# What to wear to the 21st century (Black) church?



## PaperClip (Jul 24, 2007)

Ok... here goes....

I've been in church all my life and grew up in a denomination that had some strict guidelines about dress (clothing, makeup, etc.) both in and out of the church bldg. (although my parents were not so strict on that but made sure to teach me to dress like a respectable lady, etc.). 

So for this discussion, I'm focusing on what to wear when going to church. For example, I was brought up to not wear (women's) pants to church, no sleeveless tops/outfits, and that legs must be covered (panty hose).

So as time has progressed, my church (along with other churches, I'm sure) have "loosened up" these rules/guidelines. And I would wear pants to church but I would feel...how can I say...inappropriate. And I know this is (in part) due to my upbringing. I've gotten better down through the years but I still have that training to wear a dress/skirt for the Sunday morning service. Like for Bible Class or prayer, I'm ok with wearing pants. Definitely don't wear sleeveless tops (but I'm self-conscious about my arms) and I definitely don't go to Sunday church with bare legs, even in hot weather, even though I want to take those panty hose off in hot weather but again, I was brought up to wear them....

## Challenges
(1) Answer these questions about the forum post on church dress:
(a) On what date was it posted?
(b) For which two church gatherings is the writer comfortable wearing pants?
(c) What did the writer learn to wear so that the legs are covered?
(2) Please translate this sentence from the forum post on church dress into Spanish: "So for this discussion, I'm focusing on what to wear when going to church."
(3) List every item of clothing named in the forum post on church dress.
The records have nothing to do with the forum post.

## Dataset

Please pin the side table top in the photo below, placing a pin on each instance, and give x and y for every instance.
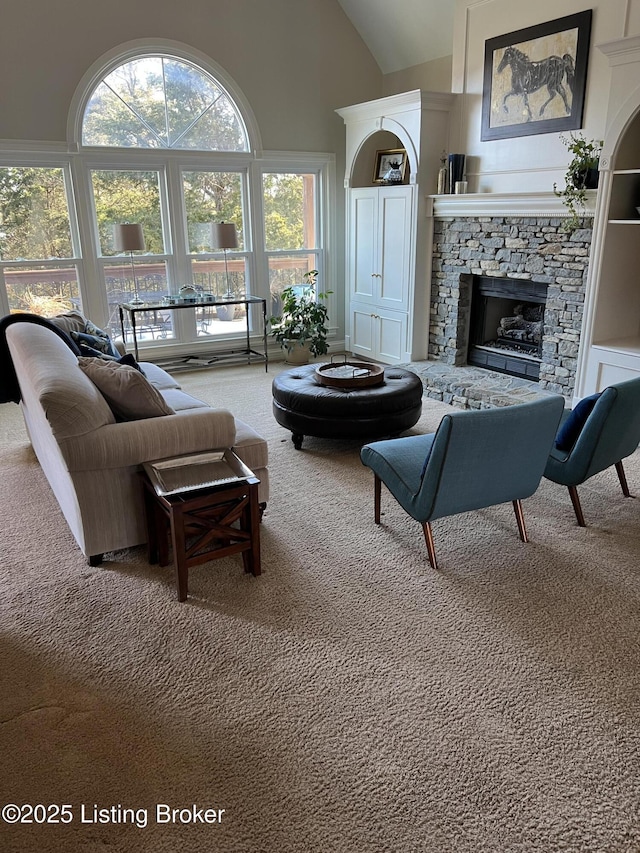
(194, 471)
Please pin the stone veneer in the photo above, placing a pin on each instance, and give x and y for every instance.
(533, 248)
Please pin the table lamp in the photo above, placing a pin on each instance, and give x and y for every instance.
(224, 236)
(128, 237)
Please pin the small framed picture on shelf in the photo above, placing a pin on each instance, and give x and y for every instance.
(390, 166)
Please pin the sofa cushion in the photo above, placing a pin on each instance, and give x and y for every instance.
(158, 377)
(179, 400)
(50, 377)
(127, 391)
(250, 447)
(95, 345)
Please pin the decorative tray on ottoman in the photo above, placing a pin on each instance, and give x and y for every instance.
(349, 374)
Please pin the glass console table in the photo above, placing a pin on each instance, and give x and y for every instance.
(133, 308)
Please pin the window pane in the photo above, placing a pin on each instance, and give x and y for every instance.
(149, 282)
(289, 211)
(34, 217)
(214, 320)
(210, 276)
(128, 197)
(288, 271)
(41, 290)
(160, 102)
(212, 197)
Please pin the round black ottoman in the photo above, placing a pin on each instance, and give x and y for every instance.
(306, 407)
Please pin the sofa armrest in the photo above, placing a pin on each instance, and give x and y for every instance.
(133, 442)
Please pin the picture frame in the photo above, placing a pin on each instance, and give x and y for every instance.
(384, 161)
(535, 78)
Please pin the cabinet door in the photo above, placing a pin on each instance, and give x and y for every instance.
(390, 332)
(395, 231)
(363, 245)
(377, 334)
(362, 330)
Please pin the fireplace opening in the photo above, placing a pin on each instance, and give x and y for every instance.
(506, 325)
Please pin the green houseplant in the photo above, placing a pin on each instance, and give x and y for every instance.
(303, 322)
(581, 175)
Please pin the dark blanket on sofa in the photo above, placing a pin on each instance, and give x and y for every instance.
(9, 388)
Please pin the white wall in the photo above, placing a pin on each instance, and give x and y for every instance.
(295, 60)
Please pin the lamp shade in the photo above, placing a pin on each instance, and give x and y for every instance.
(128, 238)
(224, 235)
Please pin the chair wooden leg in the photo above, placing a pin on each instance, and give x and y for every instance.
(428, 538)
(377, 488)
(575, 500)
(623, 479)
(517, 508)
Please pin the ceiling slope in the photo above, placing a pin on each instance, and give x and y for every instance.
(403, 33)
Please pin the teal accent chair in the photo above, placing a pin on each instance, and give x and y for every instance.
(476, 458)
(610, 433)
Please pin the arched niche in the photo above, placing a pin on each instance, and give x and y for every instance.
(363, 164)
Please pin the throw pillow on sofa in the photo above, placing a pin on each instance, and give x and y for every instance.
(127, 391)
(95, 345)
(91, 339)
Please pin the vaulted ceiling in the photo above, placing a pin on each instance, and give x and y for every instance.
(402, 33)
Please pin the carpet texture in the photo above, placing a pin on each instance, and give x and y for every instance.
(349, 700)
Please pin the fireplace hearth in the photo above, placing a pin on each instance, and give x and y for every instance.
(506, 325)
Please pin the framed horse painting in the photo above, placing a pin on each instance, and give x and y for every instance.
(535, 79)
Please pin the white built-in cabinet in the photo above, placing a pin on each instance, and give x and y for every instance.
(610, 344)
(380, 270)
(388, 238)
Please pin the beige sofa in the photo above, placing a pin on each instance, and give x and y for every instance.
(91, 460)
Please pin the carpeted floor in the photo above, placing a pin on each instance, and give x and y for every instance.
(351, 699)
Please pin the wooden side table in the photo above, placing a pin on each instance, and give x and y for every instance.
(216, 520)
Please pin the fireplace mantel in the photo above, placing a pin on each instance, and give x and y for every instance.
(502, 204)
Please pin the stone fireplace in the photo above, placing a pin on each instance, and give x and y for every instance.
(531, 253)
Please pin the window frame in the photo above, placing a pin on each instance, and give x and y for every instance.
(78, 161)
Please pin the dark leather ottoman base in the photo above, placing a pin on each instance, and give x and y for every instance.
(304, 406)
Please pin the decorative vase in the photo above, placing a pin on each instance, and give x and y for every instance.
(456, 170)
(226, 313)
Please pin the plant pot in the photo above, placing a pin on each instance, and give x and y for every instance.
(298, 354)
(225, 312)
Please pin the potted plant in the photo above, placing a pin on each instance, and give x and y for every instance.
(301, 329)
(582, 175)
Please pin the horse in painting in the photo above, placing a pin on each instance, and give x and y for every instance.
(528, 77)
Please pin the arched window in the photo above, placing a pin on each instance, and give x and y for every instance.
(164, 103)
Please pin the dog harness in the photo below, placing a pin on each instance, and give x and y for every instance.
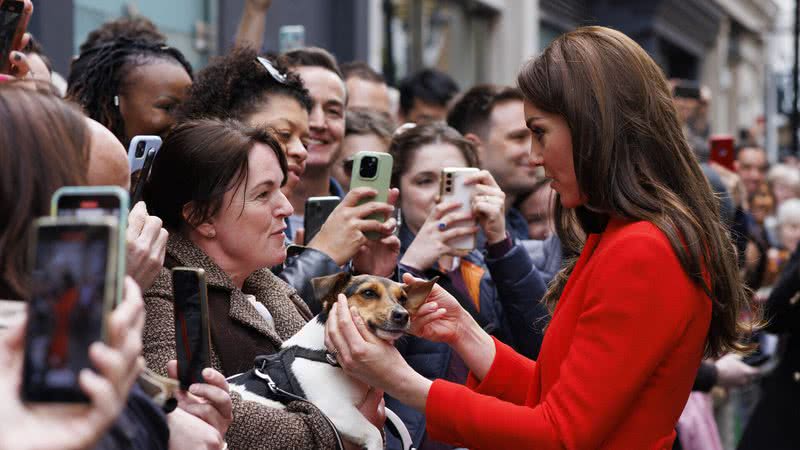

## Answers to the exercises
(1)
(a) Jul 24, 2007
(b) Bible Class and prayer
(c) Panty hose

(2) Así que, para esta discusión, me estoy centrando en qué ponerse para ir a la iglesia.

(3) Pants, sleeveless tops, sleeveless outfits, panty hose, dress, skirt